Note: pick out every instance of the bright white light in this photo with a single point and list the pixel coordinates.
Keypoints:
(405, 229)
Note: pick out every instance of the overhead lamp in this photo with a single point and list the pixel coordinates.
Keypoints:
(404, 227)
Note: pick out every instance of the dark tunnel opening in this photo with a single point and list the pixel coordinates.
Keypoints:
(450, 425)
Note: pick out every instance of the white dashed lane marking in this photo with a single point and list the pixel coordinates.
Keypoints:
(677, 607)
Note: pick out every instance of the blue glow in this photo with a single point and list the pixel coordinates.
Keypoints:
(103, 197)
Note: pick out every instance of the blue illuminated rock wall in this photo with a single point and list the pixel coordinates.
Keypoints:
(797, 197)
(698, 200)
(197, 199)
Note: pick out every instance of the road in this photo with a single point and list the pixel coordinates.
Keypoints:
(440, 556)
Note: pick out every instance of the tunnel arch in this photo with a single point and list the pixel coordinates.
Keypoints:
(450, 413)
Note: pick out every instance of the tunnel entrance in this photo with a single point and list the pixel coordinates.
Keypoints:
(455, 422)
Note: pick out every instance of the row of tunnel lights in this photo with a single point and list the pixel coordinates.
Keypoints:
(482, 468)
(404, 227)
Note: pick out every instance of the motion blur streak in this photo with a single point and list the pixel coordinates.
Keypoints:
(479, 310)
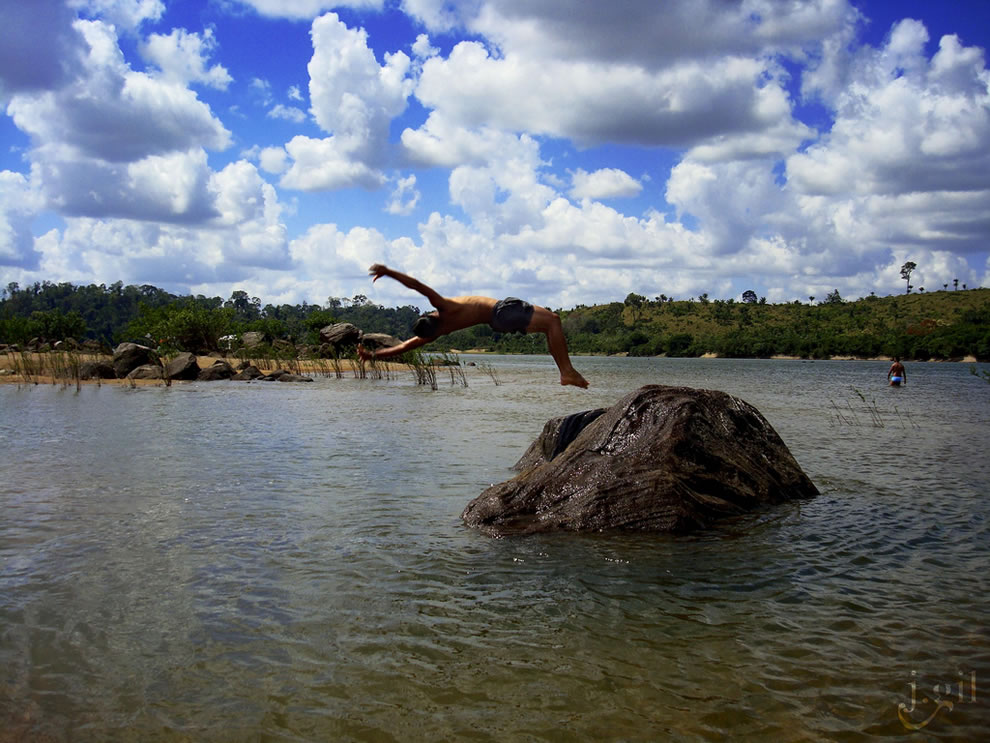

#### [PROBLEM REQUIREMENTS]
Should there be pictures in the data, leave them out and return the rest exactly.

#### [WORKED SOLUTION]
Note: pick out every instance of the bright white light in this photo with a single point and list the pixel coordinates.
Keypoints:
(405, 229)
Note: pick out every instance of the overhead lamp in this photo with a single point and list the pixel coordinates.
Keypoints:
(404, 227)
Note: pick out every instance of the dark tunnel opening in this photo with a single point and list the pixel coordinates.
Keypoints:
(450, 425)
Note: pick out every instance of the white dashed lane marking in this photo with a single point and list the pixel coordinates.
Keypoints:
(677, 607)
Note: pick out every instance of the blue glow in this photo with a single point and list the pixel coordinates.
Keypoints:
(103, 197)
Note: pick out every instance of the blue illuminated rock wall in this photo with a single point and list the pixel coordinates.
Keypoints:
(797, 197)
(698, 200)
(197, 199)
Note: pick out every instance of the road in this photo with a single point and list the pixel coordinates.
Keypoints:
(440, 556)
Note: pick out every instance of the tunnel arch in this photo with a single point and list the pixel coordinates.
Keypoints:
(450, 413)
Note: pick out every instance of the tunnel entrance in this photo with a single point and list the pixel coordinates.
Keypoints:
(455, 422)
Note: pick out every instance of the row of tunnel lights in this photo with a single point and list the pixel coordinates.
Keypoints:
(482, 468)
(404, 227)
Note: pick out every instance of the motion blur streak in this photo with a single point and list the pixel coordinates.
Keypoints:
(479, 310)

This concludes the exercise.